__SEITENTEXT__
----

Lorenz zum Abschied: "War ein Unruhestifter"

Wolfgang Lorenz geht in Pension, Kathrin Zechner wird Fernsehdirektorin: „Ich bin unglaublich erfolgssüchtig“, sagt Lorenz im Interview.
Interview: Nach 42 Jahren ORF geht Wolfgang Lorenz, streitbarer Programmdirektor, in Pension. "Ich habe noch viele Gewitter im Gehirn", sagt er.

Wolfgang Lorenz findet sich heute gar nicht interessant. „Interessant ist doch nicht der, der geht, sondern der, der kommt“, sagt er. Insofern müsste hier jetzt ein Text über Kathrin Zechner stehen. Sie ist die, die kommt. Er ist der, der geht.

Wolfgang Lorenz verfügt sich nach 42 Jahren ORF („hauptsächlich als Chef“) in Pension. „Ich bin ein Unruhestifter gewesen“, sagt er, stolz darauf, dass der ORF „sogar wen wie mich aushält“. Natürlich findet sich Wolfgang Lorenz selbst schon grundinteressant. Auch das ist einer der Widersprüche, die zu ihm gehören.

----

(Gespeicherte Dateneinträge)
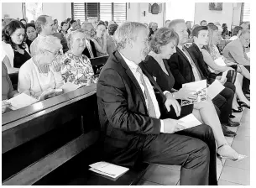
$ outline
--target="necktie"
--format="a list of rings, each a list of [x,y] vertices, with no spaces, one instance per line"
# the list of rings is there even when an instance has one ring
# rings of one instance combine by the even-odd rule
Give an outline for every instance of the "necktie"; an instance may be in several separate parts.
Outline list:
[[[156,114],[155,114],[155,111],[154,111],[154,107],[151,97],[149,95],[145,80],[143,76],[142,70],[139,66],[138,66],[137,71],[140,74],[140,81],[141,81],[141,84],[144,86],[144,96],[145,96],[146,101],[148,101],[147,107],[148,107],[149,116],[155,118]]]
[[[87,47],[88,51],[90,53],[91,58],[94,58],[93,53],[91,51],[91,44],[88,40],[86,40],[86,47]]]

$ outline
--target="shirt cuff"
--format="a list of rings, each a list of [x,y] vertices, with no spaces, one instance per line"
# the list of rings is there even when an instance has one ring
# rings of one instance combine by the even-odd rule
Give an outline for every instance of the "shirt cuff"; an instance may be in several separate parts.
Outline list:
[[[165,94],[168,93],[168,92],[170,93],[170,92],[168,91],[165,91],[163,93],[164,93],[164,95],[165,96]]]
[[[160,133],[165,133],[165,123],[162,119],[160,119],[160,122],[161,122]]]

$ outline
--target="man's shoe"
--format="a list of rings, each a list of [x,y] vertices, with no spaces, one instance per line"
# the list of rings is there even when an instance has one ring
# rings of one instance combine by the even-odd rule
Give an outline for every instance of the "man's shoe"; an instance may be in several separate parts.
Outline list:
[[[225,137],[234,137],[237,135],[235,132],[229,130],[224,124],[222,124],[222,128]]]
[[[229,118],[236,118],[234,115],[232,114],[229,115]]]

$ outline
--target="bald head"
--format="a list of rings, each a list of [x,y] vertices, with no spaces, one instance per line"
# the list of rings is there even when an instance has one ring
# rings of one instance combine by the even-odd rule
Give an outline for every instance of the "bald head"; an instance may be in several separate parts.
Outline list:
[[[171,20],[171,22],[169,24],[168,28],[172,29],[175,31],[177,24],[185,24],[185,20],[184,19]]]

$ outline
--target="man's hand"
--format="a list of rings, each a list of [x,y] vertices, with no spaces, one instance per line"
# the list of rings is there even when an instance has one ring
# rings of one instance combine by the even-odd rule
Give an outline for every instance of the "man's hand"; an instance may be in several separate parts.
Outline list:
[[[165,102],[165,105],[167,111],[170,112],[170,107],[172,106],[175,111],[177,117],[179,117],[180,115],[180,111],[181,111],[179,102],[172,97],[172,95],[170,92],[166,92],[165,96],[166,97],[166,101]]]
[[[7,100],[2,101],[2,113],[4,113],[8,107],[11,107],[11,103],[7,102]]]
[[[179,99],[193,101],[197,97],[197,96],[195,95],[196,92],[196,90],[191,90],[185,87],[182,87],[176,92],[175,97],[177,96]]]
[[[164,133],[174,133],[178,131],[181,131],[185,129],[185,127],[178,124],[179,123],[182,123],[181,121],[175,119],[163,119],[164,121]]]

----

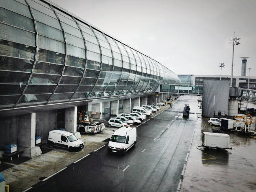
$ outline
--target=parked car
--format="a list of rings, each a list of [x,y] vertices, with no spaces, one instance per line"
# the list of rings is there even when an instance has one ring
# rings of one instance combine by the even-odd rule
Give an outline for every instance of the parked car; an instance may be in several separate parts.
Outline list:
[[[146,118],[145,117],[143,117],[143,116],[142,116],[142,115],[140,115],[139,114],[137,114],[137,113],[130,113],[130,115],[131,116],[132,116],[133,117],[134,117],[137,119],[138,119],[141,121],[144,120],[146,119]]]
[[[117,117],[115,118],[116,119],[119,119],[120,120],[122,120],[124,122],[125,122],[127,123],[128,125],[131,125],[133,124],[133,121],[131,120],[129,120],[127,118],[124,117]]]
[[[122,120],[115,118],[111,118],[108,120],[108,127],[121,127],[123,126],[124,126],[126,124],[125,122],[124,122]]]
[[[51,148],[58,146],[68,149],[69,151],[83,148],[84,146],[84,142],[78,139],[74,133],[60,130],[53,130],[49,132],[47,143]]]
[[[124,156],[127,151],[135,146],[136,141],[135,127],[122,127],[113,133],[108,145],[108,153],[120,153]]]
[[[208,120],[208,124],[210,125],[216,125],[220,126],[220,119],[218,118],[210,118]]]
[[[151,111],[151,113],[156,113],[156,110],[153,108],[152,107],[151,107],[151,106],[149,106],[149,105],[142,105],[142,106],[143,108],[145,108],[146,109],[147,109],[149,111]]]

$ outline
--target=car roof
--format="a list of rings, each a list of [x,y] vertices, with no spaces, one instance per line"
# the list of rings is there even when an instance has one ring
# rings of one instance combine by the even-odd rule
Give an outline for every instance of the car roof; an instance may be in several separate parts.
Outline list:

----

__TEILE DER ÜBUNG__
• A. Gib aus dem Artikel über Wolfgang Lorenz den Abschnitt von „Wolfgang Lorenz geht“ bis „zu ihm gehören.“ wortgetreu aus.
• B. Prüfe anhand des Artikels über Wolfgang Lorenz, ob die folgenden Aussagen zutreffen. Antworte jeweils mit Ja oder Nein und zitiere die entscheidenden Worte.
(i) Lorenz war 42 Jahre beim ORF.
(ii) Kathrin Zechner wird Programmdirektorin.
(iii) Lorenz bezeichnet sich selbst als Unruhestifter.
• C. Nenne alle Textstellen, die im Artikel über Wolfgang Lorenz in Anführungszeichen stehen, in der Reihenfolge ihres Auftretens.

__DIE ANTWORTEN__
• A.
Wolfgang Lorenz geht in Pension, Kathrin Zechner wird Fernsehdirektorin: „Ich bin unglaublich erfolgssüchtig“, sagt Lorenz im Interview.
Interview: Nach 42 Jahren ORF geht Wolfgang Lorenz, streitbarer Programmdirektor, in Pension. "Ich habe noch viele Gewitter im Gehirn", sagt er.

Wolfgang Lorenz findet sich heute gar nicht interessant. „Interessant ist doch nicht der, der geht, sondern der, der kommt“, sagt er. Insofern müsste hier jetzt ein Text über Kathrin Zechner stehen. Sie ist die, die kommt. Er ist der, der geht.

Wolfgang Lorenz verfügt sich nach 42 Jahren ORF („hauptsächlich als Chef“) in Pension. „Ich bin ein Unruhestifter gewesen“, sagt er, stolz darauf, dass der ORF „sogar wen wie mich aushält“. Natürlich findet sich Wolfgang Lorenz selbst schon grundinteressant. Auch das ist einer der Widersprüche, die zu ihm gehören.

• B.
(i) Ja: „Nach 42 Jahren ORF geht Wolfgang Lorenz, streitbarer Programmdirektor, in Pension.“
(ii) Nein: „Kathrin Zechner wird Fernsehdirektorin“
(iii) Ja: „Ich bin ein Unruhestifter gewesen“

• C.
1. War ein Unruhestifter
2. Ich bin unglaublich erfolgssüchtig
3. Ich habe noch viele Gewitter im Gehirn
4. Interessant ist doch nicht der, der geht, sondern der, der kommt
5. hauptsächlich als Chef
6. Ich bin ein Unruhestifter gewesen
7. sogar wen wie mich aushält